▶ **Source passage**:

= = =

Jeff Wall, Hillside near Ragusa, 2007
I went to Jeff Wall’s show at White Cube unsure quite what to expect. At some point when I wasn’t paying attention, Wall left behind the elaborate tableaux and sometimes less than obvious references to the history of painting and started to tell different stories – somehow simultaneously simpler and more complex – through his photographs. The work here is from two separate bodies of work that feel in some ways as though they could have been made by two different people.
In the ground floor space there are three photographs of the Sicilian landscape. Described as ‘documentary pictures’ in the press release, these tell of a landscape fundamentally unchanged over time but one in which the modern world is nonetheless constant visual presence. The drystone walls in Hillside near Ragusa might have been there for centuries staying low to blend into their surroundings; man is not a recent incomer to this place. By contrast, the electricity pylons stride across the hillside with a confidence that its natural inhabitants – the short, windswept trees growing on the low ground – don’t seem to share.

= = =

▶ **Extracted entries**:

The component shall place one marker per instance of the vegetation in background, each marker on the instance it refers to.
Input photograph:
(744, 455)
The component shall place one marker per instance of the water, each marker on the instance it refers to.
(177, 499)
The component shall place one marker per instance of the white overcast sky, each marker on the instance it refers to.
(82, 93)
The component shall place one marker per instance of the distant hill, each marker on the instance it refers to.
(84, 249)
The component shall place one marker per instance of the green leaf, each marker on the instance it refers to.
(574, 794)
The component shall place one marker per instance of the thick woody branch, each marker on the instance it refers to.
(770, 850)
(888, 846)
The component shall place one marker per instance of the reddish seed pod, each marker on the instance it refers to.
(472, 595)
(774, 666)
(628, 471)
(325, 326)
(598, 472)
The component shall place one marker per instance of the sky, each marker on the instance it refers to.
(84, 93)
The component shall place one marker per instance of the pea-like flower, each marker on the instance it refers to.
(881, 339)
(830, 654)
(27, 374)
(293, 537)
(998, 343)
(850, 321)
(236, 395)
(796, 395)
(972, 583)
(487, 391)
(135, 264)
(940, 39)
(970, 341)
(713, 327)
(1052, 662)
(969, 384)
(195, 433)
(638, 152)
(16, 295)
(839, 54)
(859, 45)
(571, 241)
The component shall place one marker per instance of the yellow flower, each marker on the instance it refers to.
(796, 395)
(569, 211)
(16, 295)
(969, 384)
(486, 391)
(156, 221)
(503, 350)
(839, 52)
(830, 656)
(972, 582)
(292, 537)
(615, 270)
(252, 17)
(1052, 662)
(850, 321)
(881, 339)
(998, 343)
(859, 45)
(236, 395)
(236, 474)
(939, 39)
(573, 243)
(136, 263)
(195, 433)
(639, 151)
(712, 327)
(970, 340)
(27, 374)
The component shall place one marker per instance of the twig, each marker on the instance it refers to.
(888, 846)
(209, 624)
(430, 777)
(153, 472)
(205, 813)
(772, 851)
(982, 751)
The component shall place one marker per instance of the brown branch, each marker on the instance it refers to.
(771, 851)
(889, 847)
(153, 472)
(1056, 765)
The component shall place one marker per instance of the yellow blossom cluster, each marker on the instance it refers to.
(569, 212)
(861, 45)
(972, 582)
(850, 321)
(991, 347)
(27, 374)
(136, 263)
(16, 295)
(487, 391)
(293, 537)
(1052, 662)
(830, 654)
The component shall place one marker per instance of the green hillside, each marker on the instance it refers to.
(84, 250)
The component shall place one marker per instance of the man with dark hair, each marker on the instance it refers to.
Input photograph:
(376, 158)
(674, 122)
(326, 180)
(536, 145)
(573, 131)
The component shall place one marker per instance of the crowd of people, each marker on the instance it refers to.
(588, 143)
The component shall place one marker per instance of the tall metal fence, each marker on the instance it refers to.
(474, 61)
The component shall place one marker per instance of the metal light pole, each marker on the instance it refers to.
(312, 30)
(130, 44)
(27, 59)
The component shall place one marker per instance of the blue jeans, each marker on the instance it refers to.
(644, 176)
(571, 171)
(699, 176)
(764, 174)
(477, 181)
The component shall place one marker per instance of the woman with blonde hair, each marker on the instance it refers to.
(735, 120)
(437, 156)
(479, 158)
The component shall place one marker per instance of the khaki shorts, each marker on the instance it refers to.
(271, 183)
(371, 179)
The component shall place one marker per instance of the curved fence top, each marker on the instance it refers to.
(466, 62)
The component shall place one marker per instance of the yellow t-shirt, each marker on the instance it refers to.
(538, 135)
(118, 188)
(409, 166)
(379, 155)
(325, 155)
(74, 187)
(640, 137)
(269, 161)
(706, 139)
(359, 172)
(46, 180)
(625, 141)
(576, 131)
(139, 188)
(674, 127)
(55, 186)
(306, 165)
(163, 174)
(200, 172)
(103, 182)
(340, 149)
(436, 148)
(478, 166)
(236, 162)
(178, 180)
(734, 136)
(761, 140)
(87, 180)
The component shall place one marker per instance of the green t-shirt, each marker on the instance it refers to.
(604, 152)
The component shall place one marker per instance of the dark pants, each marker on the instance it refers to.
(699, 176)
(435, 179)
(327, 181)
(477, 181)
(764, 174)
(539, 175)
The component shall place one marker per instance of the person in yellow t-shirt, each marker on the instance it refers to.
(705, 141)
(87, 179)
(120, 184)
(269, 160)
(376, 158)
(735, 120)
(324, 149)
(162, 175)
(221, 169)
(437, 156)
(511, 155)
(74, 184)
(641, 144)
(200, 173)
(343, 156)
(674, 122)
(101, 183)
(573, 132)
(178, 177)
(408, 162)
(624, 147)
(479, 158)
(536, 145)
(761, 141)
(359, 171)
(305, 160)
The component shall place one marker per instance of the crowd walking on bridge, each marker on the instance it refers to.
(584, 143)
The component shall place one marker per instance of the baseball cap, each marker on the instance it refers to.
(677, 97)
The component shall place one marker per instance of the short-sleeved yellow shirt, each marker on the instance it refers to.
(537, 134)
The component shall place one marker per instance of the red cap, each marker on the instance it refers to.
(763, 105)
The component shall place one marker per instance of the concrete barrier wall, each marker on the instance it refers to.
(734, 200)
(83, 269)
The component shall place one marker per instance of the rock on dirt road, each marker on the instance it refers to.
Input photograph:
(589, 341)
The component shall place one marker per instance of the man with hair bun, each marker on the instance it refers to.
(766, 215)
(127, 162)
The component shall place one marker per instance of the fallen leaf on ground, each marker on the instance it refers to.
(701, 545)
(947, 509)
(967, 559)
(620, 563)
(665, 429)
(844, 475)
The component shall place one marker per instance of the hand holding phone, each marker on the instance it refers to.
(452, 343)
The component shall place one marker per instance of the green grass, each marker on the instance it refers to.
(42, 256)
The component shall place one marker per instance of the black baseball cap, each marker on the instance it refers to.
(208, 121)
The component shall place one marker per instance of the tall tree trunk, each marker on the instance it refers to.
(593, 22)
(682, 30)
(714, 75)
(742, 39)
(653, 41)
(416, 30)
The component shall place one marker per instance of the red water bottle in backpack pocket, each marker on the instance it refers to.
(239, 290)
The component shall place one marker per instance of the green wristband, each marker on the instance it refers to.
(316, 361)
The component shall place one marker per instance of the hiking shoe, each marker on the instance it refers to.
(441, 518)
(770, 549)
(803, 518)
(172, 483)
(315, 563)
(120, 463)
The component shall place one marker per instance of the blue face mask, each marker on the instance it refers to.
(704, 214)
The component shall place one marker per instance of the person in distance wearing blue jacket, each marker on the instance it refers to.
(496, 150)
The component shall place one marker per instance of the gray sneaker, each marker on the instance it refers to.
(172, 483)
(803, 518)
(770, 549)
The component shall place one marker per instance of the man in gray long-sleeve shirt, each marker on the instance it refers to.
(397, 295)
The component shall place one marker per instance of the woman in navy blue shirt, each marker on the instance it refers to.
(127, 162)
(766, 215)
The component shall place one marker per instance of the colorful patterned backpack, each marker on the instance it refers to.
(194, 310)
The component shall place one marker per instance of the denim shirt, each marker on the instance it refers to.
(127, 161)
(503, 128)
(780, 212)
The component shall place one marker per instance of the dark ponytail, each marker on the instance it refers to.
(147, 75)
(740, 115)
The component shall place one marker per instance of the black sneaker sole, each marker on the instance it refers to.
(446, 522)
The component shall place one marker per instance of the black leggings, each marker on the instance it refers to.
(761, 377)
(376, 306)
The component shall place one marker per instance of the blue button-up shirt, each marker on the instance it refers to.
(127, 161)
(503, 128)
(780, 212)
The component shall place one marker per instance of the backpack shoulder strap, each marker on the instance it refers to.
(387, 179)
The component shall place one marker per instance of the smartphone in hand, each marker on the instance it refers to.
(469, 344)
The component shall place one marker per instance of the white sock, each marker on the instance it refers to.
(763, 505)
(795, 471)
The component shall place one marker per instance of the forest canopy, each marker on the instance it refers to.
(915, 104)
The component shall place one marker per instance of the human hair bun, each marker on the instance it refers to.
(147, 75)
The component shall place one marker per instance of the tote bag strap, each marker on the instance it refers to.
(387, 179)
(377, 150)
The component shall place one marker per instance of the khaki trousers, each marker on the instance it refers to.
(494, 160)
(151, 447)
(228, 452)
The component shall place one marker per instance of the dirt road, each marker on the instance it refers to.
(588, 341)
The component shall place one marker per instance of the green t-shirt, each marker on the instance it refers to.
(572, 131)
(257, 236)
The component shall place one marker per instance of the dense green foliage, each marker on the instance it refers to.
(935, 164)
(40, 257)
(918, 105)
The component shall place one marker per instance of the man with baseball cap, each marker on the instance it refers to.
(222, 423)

= = =

▶ **Written instruction**: Reproduce the passage of the Jeff Wall review word for word, starting at "In the ground" and ending at "seem to share.". The rows play no part in what comes next.

▶ **The answer**:
In the ground floor space there are three photographs of the Sicilian landscape. Described as ‘documentary pictures’ in the press release, these tell of a landscape fundamentally unchanged over time but one in which the modern world is nonetheless constant visual presence. The drystone walls in Hillside near Ragusa might have been there for centuries staying low to blend into their surroundings; man is not a recent incomer to this place. By contrast, the electricity pylons stride across the hillside with a confidence that its natural inhabitants – the short, windswept trees growing on the low ground – don’t seem to share.